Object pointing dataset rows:

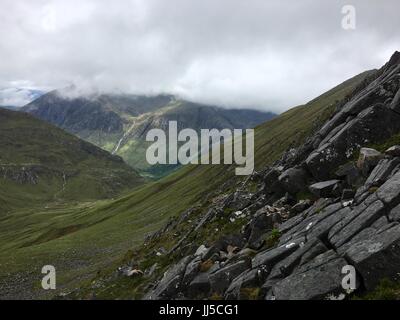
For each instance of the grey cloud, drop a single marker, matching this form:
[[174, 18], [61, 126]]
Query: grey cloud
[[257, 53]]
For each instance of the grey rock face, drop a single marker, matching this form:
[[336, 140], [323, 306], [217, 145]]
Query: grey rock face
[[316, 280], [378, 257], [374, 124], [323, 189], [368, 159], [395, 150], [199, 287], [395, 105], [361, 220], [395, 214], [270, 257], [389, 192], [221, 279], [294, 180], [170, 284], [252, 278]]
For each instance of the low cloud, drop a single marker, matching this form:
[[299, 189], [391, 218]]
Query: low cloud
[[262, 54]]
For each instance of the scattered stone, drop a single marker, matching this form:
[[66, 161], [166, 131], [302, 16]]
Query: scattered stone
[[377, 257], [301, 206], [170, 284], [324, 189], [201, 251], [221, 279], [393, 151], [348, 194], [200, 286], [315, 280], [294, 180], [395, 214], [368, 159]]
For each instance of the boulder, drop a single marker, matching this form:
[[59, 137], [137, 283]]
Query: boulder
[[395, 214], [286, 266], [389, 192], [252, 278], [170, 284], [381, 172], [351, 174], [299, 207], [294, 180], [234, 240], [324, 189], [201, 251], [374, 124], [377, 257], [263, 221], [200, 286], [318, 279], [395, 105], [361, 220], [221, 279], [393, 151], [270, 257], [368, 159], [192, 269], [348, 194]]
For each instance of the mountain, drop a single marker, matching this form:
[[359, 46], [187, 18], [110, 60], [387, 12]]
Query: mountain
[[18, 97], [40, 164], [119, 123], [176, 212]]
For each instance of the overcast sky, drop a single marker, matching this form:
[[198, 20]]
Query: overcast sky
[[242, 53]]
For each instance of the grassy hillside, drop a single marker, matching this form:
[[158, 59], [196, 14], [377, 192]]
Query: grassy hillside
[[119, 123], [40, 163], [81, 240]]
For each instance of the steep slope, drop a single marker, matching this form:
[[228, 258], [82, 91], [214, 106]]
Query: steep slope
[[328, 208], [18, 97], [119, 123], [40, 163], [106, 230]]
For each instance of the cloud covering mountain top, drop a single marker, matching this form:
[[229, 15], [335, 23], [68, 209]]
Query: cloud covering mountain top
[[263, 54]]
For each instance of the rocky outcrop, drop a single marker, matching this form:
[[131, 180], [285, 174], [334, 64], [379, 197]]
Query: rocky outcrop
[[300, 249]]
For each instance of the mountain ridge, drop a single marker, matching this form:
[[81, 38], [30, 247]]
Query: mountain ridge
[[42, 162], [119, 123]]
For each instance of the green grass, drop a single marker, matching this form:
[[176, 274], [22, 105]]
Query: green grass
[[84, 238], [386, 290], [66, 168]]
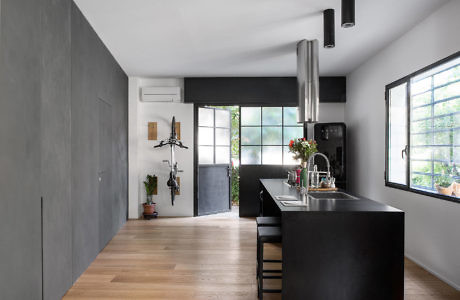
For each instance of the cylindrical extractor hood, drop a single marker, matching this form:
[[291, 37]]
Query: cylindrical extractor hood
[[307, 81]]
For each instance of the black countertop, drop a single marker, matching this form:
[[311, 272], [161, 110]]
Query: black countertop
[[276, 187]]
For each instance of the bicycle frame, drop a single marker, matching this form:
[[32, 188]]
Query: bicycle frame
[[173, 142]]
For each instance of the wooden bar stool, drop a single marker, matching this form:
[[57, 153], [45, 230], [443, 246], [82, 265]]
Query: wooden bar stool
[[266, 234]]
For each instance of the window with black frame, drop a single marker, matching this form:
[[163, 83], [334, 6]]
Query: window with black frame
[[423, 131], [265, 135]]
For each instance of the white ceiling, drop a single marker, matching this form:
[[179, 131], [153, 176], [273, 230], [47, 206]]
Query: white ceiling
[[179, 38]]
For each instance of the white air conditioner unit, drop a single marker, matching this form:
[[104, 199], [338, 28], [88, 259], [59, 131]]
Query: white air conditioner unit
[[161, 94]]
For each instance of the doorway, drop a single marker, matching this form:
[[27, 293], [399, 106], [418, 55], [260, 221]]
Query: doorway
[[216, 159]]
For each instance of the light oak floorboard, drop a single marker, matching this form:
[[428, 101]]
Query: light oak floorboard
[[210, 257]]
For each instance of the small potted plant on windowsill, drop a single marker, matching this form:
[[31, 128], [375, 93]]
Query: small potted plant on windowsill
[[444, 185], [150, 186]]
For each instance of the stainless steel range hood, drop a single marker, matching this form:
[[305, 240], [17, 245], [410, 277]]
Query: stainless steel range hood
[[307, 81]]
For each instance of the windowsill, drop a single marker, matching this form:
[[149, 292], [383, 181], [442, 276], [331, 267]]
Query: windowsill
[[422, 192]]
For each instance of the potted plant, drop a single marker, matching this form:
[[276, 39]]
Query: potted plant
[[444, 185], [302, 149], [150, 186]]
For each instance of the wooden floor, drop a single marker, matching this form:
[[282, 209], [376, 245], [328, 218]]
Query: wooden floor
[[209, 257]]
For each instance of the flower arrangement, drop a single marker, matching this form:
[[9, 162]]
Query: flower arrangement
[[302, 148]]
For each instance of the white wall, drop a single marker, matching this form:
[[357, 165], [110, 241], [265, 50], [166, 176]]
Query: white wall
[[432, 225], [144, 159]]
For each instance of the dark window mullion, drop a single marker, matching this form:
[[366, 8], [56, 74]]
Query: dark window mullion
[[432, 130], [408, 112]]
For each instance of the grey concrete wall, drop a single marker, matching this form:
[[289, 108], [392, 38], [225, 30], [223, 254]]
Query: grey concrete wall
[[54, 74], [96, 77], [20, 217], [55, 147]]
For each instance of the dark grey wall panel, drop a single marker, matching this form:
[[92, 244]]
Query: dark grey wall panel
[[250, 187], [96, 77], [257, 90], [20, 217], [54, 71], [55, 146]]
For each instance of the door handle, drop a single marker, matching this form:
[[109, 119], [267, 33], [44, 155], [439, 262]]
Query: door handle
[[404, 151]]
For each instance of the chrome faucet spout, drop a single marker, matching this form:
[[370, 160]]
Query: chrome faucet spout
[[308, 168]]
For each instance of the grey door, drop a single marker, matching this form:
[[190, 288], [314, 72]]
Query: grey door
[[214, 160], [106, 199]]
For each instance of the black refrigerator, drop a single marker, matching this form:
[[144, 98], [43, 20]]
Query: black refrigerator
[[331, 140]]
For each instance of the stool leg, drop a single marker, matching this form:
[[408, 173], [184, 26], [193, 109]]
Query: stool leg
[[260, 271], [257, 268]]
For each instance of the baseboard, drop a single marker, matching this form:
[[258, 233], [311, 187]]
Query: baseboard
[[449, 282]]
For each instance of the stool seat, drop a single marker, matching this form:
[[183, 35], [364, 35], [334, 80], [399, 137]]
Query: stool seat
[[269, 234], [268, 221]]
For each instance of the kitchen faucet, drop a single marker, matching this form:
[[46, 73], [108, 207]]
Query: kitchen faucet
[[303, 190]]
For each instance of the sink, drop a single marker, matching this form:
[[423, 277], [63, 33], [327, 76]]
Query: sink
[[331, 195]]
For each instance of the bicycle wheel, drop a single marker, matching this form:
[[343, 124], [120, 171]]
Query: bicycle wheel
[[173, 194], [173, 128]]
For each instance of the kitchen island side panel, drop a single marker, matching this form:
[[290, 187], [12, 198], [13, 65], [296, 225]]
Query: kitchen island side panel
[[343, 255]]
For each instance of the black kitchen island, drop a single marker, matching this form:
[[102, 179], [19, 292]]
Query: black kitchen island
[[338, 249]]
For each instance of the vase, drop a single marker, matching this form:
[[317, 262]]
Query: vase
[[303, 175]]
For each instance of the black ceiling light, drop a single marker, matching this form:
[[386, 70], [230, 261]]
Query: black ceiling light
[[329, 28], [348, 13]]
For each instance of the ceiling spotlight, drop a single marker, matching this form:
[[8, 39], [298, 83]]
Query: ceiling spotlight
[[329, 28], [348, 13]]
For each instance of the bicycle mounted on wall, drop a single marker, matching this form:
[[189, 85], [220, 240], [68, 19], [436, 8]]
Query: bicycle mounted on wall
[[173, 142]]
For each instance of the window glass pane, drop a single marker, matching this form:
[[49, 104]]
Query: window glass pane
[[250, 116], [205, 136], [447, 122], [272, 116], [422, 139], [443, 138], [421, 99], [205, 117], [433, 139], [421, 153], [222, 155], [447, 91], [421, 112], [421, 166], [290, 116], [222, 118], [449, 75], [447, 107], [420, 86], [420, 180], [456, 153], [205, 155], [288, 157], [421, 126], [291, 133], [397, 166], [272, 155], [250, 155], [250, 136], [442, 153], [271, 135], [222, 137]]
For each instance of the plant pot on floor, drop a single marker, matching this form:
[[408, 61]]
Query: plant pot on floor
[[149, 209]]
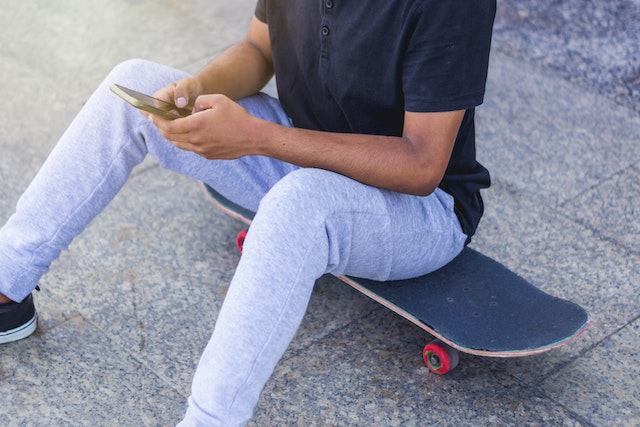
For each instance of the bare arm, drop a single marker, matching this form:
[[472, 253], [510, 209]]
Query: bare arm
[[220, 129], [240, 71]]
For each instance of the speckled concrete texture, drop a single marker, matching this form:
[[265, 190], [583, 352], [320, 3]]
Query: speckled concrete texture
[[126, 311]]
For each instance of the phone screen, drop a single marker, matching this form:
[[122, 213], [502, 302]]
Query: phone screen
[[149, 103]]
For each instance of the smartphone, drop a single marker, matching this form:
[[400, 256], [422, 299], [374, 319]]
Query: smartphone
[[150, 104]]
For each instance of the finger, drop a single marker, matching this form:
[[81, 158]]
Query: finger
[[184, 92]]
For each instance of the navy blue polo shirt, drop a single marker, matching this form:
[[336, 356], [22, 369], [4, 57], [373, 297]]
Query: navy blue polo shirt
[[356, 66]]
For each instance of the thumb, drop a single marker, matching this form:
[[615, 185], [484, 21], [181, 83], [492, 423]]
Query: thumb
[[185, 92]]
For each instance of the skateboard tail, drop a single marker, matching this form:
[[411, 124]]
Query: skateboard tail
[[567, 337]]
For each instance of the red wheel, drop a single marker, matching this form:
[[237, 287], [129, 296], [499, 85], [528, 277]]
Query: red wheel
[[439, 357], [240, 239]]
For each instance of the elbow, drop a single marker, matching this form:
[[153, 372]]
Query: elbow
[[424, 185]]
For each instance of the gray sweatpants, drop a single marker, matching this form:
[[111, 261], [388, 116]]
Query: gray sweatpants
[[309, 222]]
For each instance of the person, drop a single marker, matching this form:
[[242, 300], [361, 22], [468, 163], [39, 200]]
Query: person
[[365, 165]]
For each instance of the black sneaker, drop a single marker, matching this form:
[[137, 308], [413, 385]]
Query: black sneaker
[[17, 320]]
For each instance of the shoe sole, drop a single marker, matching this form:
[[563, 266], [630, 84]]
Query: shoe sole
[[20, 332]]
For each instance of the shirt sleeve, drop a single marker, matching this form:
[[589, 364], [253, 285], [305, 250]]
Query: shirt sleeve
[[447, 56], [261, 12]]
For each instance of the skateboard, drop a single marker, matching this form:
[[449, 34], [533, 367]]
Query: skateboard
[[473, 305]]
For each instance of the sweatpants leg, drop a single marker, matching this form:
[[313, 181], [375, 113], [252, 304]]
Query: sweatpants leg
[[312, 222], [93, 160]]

GOAL OF THE EXERCISE: Rewrite everything from the line containing "For each instance of the mountain, drop" down to the line containing "[[242, 53]]", changing "mountain" to "peak" and leaving the rest of those lines unchanged.

SOLUTION TO THIS TASK:
For each instance of the peak, drop a single marker, matching this form:
[[359, 46], [187, 18], [110, 60], [387, 12]]
Query: peak
[[18, 97], [40, 164], [119, 123], [176, 212]]
For each instance of the overcast sky, drop a single marker, matching this form:
[[198, 20]]
Query: overcast sky
[[242, 53]]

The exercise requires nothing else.